**** DATASET RECORDS
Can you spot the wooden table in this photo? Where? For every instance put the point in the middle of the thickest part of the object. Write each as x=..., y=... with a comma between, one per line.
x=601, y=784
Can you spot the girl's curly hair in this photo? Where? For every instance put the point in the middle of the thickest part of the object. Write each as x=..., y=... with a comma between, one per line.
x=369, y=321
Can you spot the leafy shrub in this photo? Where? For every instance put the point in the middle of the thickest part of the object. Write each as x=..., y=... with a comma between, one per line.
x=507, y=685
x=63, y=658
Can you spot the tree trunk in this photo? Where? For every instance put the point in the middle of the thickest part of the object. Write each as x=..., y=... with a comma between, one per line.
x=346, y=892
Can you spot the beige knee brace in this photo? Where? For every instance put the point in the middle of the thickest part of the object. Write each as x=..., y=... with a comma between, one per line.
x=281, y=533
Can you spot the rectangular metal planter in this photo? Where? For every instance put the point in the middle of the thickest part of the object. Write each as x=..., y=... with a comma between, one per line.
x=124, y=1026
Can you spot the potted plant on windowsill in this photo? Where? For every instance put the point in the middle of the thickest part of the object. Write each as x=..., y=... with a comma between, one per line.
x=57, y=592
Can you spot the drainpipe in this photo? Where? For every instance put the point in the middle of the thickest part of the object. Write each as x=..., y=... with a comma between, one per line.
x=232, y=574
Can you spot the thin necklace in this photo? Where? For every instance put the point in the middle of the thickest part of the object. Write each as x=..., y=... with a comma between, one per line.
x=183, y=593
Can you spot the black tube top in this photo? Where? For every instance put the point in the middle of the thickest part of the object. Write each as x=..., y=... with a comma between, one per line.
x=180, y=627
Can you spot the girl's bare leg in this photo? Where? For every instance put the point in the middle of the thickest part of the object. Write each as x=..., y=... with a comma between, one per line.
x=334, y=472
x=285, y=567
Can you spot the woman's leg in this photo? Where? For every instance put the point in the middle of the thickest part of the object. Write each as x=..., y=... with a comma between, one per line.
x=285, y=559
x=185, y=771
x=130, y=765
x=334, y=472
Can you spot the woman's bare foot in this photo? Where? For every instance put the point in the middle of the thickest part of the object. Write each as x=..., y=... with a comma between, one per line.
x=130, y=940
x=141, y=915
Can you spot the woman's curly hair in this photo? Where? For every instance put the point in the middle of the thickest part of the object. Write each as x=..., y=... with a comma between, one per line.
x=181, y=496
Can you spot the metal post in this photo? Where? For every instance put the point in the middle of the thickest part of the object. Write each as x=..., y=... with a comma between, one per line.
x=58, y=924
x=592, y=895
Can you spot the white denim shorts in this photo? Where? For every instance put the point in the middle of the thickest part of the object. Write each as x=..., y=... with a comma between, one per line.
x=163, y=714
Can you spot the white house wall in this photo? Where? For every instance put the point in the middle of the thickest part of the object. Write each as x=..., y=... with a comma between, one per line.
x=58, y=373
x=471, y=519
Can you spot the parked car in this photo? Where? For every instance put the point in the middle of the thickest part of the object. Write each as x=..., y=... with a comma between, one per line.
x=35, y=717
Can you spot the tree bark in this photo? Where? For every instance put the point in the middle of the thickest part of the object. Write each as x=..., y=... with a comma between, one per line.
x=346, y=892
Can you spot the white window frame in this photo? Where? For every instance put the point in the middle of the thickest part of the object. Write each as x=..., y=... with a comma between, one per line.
********
Please quote nothing but the lines from the line with "Can you spot the metal" through the end of the data above, exactly as written, ends included.

FINISHED TASK
Can you spot the metal post in this photo? Where? For every instance put the point in the middle of the thickest part of the object. Write each as x=..., y=... with a comma between, one per line.
x=58, y=924
x=592, y=895
Can you spot the white denim shorts in this photo? Where? For every instance put the point in the middle of the thickest part of the object. Write each as x=..., y=... with a comma between, one per line.
x=163, y=714
Can you spot the white house wall in this photo? Where? For every instance put the point in the middle of the thickest part of the object. Write each as x=..., y=... with a comma between, one per line.
x=58, y=373
x=471, y=519
Can you spot the parked car in this photo? Where? For every instance put the point in the middle of the thickest part of the object. Write each as x=..., y=... with a comma between, one per line.
x=35, y=717
Can you spot the tree bark in this photo? Where? For every instance put the point in the middle of the thickest part of the object. Write each as x=..., y=... with a comma between, one per line.
x=346, y=892
Can you spot the white window frame in this photo? Where? For every instance put the point in the middle of the thickest part of the object. Write each as x=..., y=... with a comma between, one per line.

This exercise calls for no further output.